What is needed = Copy the listing below line for line, without changing a single character.

Input data =
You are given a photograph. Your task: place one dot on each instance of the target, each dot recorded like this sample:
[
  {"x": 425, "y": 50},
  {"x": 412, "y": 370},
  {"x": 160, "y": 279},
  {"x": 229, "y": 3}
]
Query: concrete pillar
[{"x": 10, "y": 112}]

Output of the exercise =
You are given a photograph. Your task: place one dot on each instance of the target, each dot recorded like this sample:
[
  {"x": 425, "y": 50},
  {"x": 412, "y": 370},
  {"x": 160, "y": 279},
  {"x": 229, "y": 3}
]
Query: concrete pillar
[{"x": 10, "y": 112}]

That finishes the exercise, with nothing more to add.